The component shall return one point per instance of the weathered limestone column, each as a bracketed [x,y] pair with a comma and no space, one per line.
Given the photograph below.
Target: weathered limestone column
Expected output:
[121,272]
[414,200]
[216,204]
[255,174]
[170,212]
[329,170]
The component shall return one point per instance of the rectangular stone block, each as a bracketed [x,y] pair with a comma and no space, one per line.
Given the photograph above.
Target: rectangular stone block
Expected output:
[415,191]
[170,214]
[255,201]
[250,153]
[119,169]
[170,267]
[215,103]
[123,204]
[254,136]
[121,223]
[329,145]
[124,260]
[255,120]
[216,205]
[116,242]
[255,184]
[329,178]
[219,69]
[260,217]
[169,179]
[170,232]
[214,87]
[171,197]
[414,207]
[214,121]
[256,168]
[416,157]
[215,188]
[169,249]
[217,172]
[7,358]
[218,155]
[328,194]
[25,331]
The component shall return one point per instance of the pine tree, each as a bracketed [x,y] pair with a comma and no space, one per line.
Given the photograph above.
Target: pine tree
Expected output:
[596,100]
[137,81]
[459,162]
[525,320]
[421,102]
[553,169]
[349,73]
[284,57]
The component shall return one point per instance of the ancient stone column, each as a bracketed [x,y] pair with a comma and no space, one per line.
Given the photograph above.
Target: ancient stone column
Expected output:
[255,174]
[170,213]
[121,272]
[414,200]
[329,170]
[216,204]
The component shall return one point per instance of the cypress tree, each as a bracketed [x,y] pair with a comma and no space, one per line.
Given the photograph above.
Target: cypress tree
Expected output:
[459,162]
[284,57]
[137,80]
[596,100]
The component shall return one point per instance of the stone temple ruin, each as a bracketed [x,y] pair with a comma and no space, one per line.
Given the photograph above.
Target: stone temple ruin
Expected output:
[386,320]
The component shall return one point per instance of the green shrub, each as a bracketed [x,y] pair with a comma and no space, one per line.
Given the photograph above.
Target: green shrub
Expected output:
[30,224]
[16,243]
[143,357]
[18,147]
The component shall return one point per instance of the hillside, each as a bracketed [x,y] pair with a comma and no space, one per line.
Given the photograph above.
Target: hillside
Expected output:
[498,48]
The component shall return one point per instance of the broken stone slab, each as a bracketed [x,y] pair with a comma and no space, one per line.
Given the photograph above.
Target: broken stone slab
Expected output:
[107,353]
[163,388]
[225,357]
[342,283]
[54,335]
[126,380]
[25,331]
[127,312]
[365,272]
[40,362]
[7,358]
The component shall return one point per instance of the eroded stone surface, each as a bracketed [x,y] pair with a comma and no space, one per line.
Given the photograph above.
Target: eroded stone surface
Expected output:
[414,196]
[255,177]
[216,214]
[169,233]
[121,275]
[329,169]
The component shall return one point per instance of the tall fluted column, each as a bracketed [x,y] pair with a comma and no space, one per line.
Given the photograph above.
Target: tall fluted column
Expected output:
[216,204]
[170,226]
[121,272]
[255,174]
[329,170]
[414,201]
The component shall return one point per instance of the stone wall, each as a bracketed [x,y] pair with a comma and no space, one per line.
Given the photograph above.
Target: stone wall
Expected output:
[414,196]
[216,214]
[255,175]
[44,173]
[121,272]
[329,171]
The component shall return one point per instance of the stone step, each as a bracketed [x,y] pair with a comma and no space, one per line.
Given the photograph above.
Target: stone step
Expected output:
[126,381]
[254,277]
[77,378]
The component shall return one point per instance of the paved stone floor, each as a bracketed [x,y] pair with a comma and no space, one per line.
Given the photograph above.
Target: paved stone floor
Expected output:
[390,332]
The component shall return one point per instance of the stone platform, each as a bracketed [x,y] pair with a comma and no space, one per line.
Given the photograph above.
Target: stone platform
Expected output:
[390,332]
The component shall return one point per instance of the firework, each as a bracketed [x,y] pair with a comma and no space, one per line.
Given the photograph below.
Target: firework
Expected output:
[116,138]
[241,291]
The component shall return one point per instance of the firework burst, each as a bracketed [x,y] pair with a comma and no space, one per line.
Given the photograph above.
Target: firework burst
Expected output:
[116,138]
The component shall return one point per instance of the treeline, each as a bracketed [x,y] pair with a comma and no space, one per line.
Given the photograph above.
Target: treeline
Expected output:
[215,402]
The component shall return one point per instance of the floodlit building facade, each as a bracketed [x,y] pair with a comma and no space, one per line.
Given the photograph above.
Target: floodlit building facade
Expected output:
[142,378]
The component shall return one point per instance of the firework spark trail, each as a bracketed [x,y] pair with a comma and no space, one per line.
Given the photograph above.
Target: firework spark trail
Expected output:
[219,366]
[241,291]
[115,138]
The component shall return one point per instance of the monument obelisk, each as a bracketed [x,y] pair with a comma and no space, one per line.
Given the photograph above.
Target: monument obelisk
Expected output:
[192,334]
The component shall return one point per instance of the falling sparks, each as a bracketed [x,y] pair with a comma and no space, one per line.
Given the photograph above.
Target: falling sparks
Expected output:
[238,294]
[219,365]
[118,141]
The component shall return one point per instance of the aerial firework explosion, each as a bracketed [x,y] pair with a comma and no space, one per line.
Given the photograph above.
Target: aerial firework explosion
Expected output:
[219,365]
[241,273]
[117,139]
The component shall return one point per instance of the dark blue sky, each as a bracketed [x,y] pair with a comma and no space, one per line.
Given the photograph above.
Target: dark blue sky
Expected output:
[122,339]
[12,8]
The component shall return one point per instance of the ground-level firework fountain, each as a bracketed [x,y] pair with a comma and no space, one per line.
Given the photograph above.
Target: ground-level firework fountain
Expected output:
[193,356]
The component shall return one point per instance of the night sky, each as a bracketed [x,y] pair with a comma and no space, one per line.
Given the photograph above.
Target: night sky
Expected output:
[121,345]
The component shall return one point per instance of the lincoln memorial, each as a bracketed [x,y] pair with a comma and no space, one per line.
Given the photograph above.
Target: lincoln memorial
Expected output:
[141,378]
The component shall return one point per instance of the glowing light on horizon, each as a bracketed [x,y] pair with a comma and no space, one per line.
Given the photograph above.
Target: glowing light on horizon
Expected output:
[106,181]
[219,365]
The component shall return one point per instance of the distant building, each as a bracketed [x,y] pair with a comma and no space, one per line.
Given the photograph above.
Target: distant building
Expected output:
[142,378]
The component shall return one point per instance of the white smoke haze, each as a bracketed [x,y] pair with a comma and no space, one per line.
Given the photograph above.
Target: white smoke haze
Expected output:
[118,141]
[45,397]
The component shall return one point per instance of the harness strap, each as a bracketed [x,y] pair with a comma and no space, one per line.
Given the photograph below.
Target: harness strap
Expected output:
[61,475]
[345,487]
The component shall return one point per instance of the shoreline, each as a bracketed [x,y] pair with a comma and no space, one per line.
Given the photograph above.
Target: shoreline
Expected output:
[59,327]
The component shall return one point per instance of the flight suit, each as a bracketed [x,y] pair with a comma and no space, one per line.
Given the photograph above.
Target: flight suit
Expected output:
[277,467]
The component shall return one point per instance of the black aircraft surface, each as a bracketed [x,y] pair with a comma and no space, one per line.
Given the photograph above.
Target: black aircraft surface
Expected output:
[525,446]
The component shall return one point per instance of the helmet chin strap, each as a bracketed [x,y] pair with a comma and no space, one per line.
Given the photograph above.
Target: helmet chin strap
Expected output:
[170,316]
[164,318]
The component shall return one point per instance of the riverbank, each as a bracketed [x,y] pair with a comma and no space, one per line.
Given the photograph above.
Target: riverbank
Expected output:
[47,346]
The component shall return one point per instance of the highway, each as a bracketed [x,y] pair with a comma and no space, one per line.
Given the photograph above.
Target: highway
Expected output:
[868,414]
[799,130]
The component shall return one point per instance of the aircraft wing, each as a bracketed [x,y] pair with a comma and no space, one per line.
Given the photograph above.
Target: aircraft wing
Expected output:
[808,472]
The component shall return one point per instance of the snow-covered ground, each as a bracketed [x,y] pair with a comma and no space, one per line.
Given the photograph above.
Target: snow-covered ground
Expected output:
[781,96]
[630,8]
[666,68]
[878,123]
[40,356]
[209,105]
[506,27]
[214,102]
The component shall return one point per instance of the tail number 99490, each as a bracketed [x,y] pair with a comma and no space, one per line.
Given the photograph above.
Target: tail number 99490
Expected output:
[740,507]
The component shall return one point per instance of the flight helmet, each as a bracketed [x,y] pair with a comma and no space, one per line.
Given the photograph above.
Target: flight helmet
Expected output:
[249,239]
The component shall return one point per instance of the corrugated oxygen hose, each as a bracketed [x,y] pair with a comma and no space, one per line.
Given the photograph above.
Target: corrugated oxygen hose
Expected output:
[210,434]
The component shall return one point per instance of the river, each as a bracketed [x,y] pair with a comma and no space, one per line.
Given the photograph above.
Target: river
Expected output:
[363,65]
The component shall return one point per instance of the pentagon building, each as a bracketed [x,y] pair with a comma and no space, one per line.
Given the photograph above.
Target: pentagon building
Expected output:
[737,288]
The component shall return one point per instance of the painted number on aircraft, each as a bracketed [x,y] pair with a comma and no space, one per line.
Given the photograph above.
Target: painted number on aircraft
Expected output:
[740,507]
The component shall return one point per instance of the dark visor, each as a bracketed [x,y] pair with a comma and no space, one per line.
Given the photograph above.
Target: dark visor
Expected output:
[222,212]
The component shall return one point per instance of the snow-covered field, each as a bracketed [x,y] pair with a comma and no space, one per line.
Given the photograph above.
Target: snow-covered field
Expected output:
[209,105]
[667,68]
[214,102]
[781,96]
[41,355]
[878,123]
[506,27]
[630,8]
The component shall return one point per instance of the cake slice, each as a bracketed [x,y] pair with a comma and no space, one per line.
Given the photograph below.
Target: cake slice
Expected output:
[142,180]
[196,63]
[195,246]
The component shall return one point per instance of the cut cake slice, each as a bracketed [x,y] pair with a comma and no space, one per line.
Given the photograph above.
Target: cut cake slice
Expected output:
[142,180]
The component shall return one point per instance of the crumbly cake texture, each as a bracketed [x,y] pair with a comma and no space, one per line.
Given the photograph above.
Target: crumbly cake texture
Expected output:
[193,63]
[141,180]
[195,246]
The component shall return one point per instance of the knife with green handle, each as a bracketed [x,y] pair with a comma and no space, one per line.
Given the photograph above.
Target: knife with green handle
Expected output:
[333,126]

══════════

▶ TASK OBJECTIVE
Repeat exactly, and only, the lines from the line with "the river, each" through the end of the listing above, both ends included.

▶ FULL ANSWER
The component shall return one point per instance of the river, each as a bracketed [x,y] pair with a comma and no space, one per line.
Given the photograph above.
Target: river
Expected output:
[363,65]
The component shall return one point per instance of the pentagon building, each as a bracketed [x,y] pair with a comma and no space, one per line.
Given the photograph above.
Target: pentagon building
Expected output:
[737,288]
The component shall return one point per instance of the painted number on aircraft, each as a bracketed [x,y] pair with a comma and no space, one per line.
Given the photograph above.
Target: painted number on aircraft
Expected output:
[740,507]
The component shall return one point per instance of the dark visor, each as a bracketed [x,y] pair with a comma and no space, one per line.
Given the photograph above.
Target: dark visor
Expected output:
[222,212]
The component shall return one point per instance of the snow-covered field, each as a bracketed [x,y] pair with a comma and no space, one per line.
Given the photograph above.
Target: snow-covered field
Expected output:
[209,105]
[667,68]
[214,102]
[781,96]
[41,355]
[878,123]
[506,27]
[630,8]
The component shall return one point per instance of the cake slice, each as a bracketed [x,y] pair with a comma and no space, one per line.
Given the photograph below.
Target: cake slice
Expected output:
[142,180]
[196,63]
[195,246]
The component shall return one point per instance of the cut cake slice, each as a bracketed [x,y] pair with a comma and no space, one per line.
Given the photograph above.
Target: cut cake slice
Expected output:
[142,180]
The component shall return one point per instance of the crumbly cake texture, each as a bracketed [x,y] pair with a comma and no space, one per line.
Given the photograph above.
Target: crumbly cake texture
Expected output:
[193,63]
[141,180]
[195,246]
The component shall return one point per instance of the knife with green handle, each as a bracketed [x,y] pair with a comma and no space, one per line.
Given the photograph above.
Target: knife with green handle
Expected output:
[333,126]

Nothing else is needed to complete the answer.